Askeri İnovasyonun Hızlı Yayılımı: Avrupa’da yaptırım zor olduğu için, ambargolar en son silah, beceri ve taktik buluşların yayılmalarına engel olamazdı. Yayılmanın önündeki en büyük engel siyasi değil, coğrafiydi. Fakat, Batı Avrupa devletleri bu engeli bertaraf edebilecek kadar birbirine yakındılar. Sonuçta genel olarak, askeri buluşlar Batı Avrupa’da yayıldı. Ve yayılmaları da Asya’da olduğundan daha az engelle karşılaşmış olabilir çünkü Asya’da teknik becerileri olan zanaatkarların hareketliliklerini kısıtlayacak akrabalık, din veya ikametgah bağlarına sahip olma olasılıkları daha fazla yüksektir.


AVRUPA VE DİĞERLERİ

İkinci bölümde, Avrupa’yı dünyanın diğer bölgelerinden ayıran temel özellikleri coğrafi ve siyasi olmak üzere iki ana başlıkta değerlendirebiliriz.

Coğrafi Nedenler: Avrupa’nın yüzlerce ada ve yarımadayı kapsaması, kıyılarındaki girinti ve çıkıntılarının fazla olmasından dolayı Avrupa’da iç deniz, yarımada, ada, körfez ve koy sayısı çok fazla olması ve ortalama yükseltisi 330 metre olan kıtanın oldukça dağlık bir araziye sahip olması birçok tarihçi tarafından Avrupa’nın bölünmüş siyasi yapısını açıklamada argüman olarak kullanılmıştır. Bu anlamda, Batı Avrupa’yı diğerlerinden ayıran sebepleri araştırırken, Avrupa’nın siyasi yapı olarak tam zıttı olan Çin ile coğrafi özelliklerinin karşılaştırması coğrafya tezinin siyasi tarih üzerindeki etkisini incelemek açısından faydalı olacaktır.

İlk olarak, Jared Diamond ve David Cosandey’in görüşlerine göre coğrafya, Çin ve Avrupa’da iki şekilde etkili oldu. İlk olarak, Avrupa Çin’den daha dağlıktı ve sıradağlar ulaşım masrafını arttırdıkları ve istilaları önledikleri için Avrupa’da siyasi sınır oluşturdular. İkinci olarak, Avrupa’nın kıyı şeridi Çin’inkinden daha düzensizdi ve bu düzensizlikler (özellikle yarımadalar) daha küçük devletlerin gelişimini destekledi. Bu argümanlar ikna edici görünmektedir ama yakından incelendiğinde geçerliliğini koruyamaz. Örneğin, dağlık bölgenin, yüksekliği 1.000 metrenin üzerinde olan alanlar olarak tanımlandığını farz edelim. Bu taktirde, antik Çin’deki %33’e karşılık, Avrupa’nın yalnızca %6’sı dağlıktır.

+++

### Yapılacak İşler:
1: Belge alıntısına göre Avrupa kıtasının ortalama yükseltisi kaç metredir?
2: Belge alıntısında "AVRUPA VE DİĞERLERİ" sözleriyle başlayıp "ana başlıkta değerlendirebiliriz." sözleriyle biten bölümün tamamını aynen tekrarlayın.

### Gösterilen Bilgiler:
+++

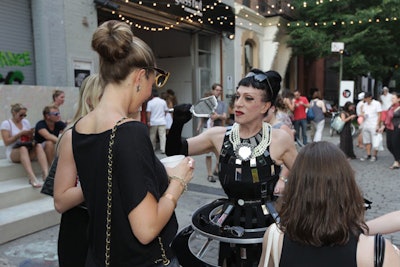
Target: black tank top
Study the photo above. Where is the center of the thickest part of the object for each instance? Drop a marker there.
(298, 255)
(248, 187)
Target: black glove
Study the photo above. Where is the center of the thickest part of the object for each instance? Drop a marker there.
(182, 113)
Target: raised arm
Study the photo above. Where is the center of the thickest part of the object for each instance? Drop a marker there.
(385, 224)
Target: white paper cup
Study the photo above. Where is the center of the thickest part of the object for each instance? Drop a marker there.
(172, 161)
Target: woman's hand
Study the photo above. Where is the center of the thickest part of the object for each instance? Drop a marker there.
(183, 170)
(279, 188)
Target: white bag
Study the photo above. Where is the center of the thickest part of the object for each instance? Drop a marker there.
(377, 142)
(338, 124)
(273, 240)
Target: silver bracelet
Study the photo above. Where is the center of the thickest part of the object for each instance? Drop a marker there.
(181, 180)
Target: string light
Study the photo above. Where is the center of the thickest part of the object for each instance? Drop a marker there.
(221, 20)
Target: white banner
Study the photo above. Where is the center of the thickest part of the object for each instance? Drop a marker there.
(346, 92)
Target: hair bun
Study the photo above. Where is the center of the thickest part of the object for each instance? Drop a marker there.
(113, 40)
(275, 80)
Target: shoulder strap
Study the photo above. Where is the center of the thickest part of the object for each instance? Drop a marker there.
(379, 254)
(273, 239)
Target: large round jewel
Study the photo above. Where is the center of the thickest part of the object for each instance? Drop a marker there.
(244, 151)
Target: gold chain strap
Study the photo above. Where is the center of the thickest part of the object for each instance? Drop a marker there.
(109, 193)
(164, 258)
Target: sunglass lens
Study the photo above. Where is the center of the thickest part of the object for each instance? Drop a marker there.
(161, 79)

+++

### Çözüm Listesi:
1: 330 metre.

2:
AVRUPA VE DİĞERLERİ

İkinci bölümde, Avrupa’yı dünyanın diğer bölgelerinden ayıran temel özellikleri coğrafi ve siyasi olmak üzere iki ana başlıkta değerlendirebiliriz.